#### [Document text]
================================
The article states that Brennan during the 2016 campaign “reviewed
intelligence that showed ‘contacts and interaction’ between Russian
actors and people associated with the Trump campaign.” Politico was also in on the chase in an article entitled Brennan: Russia may have successfully recruited Trump campaign aides.
The precise money quote
by Brennan that the two articles chiefly rely on is “I encountered and
am aware of information and intelligence that revealed contacts and
interactions between Russian officials and US persons involved in the
Trump campaign that I was concerned about because of known Russian
efforts to suborn such individuals. It raised questions in my mind
whether or not Russia was able to gain the co-operation of those
individuals.”
Now
first of all, the CIA is not supposed to keep tabs on American citizens
and tracking the activities of known associates of a presidential
candidate should have sent warning bells off, yet Brennan clearly
persisted in following the trail. What Brennan did not describe, because
it was “classified,” was how he came upon the information in the first
place. We know from the New York Times and other sources that it came
from foreign intelligence services, including the British, Dutch and
Estonians, and there has to be a strong suspicion that the forwarding of
at least some of that information might have been sought or possibly
inspired by Brennan unofficially in the first place. But whatever the
provenance of the intelligence, it is clear that Brennan then used that
information to request an FBI investigation into a possible Russian
operation directed against potential key advisers if Trump were to
somehow get nominated and elected, which admittedly was a longshot at
the time. That is how Russiagate began.
================================
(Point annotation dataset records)
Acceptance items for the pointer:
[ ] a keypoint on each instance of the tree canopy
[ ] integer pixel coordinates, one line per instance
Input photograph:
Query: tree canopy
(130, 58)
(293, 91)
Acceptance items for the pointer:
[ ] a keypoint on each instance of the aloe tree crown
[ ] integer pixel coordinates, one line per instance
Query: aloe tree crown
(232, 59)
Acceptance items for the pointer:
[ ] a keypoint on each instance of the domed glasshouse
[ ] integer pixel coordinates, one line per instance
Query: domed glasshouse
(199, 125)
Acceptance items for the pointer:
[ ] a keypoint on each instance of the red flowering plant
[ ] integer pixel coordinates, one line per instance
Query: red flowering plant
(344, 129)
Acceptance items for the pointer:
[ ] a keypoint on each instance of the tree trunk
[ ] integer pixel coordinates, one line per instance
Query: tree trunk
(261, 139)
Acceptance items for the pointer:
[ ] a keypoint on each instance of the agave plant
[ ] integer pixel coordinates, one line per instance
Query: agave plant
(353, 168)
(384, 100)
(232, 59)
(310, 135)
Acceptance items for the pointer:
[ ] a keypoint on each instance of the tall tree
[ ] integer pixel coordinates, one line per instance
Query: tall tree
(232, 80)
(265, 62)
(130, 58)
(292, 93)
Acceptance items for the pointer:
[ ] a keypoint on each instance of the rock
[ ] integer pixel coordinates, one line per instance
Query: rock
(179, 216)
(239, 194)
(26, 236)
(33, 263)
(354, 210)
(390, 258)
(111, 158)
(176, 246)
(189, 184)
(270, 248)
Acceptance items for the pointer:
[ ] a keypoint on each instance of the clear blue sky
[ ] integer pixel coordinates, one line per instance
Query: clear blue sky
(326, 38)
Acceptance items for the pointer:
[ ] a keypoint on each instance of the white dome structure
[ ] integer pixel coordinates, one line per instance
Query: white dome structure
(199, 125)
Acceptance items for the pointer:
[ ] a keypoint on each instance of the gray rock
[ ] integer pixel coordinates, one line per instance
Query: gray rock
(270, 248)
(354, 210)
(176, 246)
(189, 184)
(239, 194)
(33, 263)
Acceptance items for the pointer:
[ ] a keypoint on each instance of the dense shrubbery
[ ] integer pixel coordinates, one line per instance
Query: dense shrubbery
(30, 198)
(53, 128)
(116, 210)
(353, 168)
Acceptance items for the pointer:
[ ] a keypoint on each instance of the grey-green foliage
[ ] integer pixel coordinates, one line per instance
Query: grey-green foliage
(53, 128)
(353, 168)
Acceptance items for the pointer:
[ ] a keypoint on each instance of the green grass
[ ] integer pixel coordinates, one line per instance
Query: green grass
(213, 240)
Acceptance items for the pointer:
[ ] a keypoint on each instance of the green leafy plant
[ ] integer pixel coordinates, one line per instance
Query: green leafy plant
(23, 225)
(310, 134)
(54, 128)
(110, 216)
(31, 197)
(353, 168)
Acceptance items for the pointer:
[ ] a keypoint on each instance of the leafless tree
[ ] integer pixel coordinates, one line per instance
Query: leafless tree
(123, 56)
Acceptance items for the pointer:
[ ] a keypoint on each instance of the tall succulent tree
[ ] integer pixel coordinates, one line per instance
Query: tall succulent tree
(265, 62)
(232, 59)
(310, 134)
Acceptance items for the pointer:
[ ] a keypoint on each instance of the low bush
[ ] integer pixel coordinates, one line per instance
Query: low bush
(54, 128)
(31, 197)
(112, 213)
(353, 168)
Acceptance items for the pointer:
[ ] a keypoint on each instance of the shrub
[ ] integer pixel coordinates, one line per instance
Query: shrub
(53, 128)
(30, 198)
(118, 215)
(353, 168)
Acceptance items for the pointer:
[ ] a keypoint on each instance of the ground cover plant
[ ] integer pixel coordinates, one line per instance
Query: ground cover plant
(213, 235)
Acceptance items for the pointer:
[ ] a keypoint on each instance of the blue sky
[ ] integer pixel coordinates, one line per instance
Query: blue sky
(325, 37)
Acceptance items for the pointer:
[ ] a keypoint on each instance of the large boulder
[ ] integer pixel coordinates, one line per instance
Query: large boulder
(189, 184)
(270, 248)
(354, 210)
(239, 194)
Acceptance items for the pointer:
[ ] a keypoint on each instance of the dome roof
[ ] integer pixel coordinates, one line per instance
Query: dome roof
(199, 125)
================================
#### [To-do list]
1. Reproduce the Brennan passage word for word, beginning at the words "The article states" and stopping after the words "Trump campaign aides.".
2. In the passage about Brennan, which foreign intelligence services are named as sources of the information?
3. Summarize the passage about Brennan in two sentences.

#### [Solutions for each task]
1.
The article states that Brennan during the 2016 campaign “reviewed
intelligence that showed ‘contacts and interaction’ between Russian
actors and people associated with the Trump campaign.” Politico was also in on the chase in an article entitled Brennan: Russia may have successfully recruited Trump campaign aides.

2. The British, Dutch and Estonian services, among others.

3. Articles cite Brennan's statement that during the 2016 campaign he saw intelligence showing contacts between Russian officials and people involved in the Trump campaign, which raised his concern that Russia might gain their cooperation. The passage argues that the CIA should not track American citizens and that the information came from foreign intelligence services, and it says that Brennan then used it to request the FBI investigation that began Russiagate.